__Work to complete__. Find the line containing "of the horizon" in the data below, then output that line and each one after it exactly, with nothing else.

__Excerpted records__.
__________

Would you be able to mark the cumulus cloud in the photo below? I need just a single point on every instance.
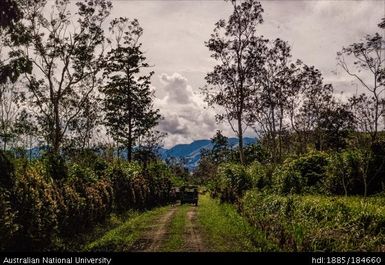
(176, 88)
(185, 116)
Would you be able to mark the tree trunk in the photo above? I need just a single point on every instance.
(129, 147)
(57, 132)
(240, 139)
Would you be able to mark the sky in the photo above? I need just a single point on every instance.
(175, 32)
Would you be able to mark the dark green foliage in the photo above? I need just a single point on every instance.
(233, 180)
(260, 176)
(37, 211)
(345, 173)
(159, 178)
(302, 174)
(41, 213)
(7, 179)
(315, 223)
(8, 227)
(128, 100)
(376, 169)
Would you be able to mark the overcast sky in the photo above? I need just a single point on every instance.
(175, 32)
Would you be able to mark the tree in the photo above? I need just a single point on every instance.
(66, 51)
(276, 85)
(230, 84)
(13, 66)
(335, 124)
(366, 66)
(8, 112)
(148, 146)
(128, 98)
(220, 148)
(9, 13)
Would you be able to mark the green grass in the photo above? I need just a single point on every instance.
(318, 223)
(223, 229)
(124, 236)
(176, 241)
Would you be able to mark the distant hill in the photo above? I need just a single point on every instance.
(192, 152)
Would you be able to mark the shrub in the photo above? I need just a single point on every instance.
(8, 227)
(36, 202)
(317, 223)
(233, 181)
(259, 175)
(287, 180)
(304, 174)
(345, 173)
(159, 177)
(55, 166)
(7, 179)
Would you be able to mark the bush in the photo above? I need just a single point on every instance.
(44, 213)
(8, 227)
(287, 180)
(345, 173)
(260, 175)
(7, 179)
(55, 166)
(317, 223)
(233, 181)
(38, 209)
(304, 174)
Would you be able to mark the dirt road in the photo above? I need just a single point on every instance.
(158, 233)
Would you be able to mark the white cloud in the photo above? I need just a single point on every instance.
(185, 117)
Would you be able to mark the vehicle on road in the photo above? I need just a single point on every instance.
(189, 194)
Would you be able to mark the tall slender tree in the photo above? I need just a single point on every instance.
(128, 98)
(230, 85)
(66, 51)
(364, 61)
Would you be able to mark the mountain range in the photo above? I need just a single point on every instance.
(191, 153)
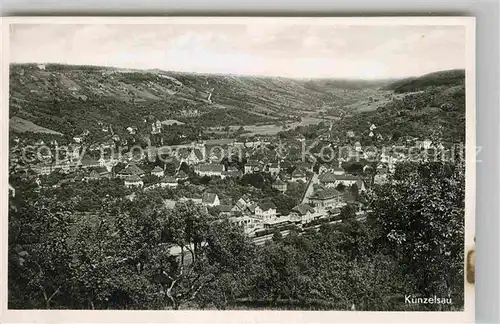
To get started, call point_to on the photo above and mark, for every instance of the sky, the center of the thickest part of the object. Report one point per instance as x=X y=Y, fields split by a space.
x=298 y=51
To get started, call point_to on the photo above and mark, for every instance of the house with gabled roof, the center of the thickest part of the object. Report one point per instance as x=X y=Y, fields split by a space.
x=231 y=172
x=299 y=175
x=181 y=176
x=274 y=168
x=12 y=191
x=209 y=169
x=265 y=211
x=210 y=199
x=252 y=166
x=169 y=181
x=157 y=172
x=305 y=212
x=192 y=156
x=280 y=185
x=94 y=175
x=326 y=198
x=131 y=170
x=224 y=210
x=133 y=181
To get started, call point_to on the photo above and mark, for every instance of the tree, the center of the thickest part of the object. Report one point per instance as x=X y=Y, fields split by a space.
x=39 y=232
x=420 y=219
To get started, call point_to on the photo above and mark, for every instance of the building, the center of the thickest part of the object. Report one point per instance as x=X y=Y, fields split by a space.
x=209 y=169
x=253 y=166
x=357 y=147
x=280 y=185
x=232 y=172
x=326 y=198
x=327 y=179
x=265 y=211
x=88 y=162
x=349 y=180
x=133 y=181
x=44 y=168
x=225 y=210
x=157 y=172
x=249 y=223
x=130 y=170
x=12 y=191
x=192 y=157
x=94 y=175
x=181 y=176
x=210 y=199
x=274 y=168
x=299 y=175
x=305 y=212
x=169 y=181
x=338 y=170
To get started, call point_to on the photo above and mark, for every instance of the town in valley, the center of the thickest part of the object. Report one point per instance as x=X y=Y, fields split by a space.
x=149 y=188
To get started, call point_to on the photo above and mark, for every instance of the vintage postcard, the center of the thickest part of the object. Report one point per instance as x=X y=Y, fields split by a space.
x=237 y=169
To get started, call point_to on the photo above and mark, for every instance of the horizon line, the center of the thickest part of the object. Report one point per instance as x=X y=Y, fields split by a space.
x=236 y=74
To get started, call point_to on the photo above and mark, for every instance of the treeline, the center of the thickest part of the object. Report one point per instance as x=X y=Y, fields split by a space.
x=123 y=255
x=436 y=79
x=437 y=112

__________

__Response__.
To get started, call point_to on the photo above and mark, for every instance of the horizon line, the center of the thickest part of the object. Report one point per instance as x=X y=Y, fields split by a space.
x=236 y=74
To get started, call point_to on the photo above and mark, for every instance of the treeline, the center of the thickest part of the object. Report one point per instance as x=X y=Y, fields split by a space.
x=123 y=255
x=436 y=79
x=437 y=112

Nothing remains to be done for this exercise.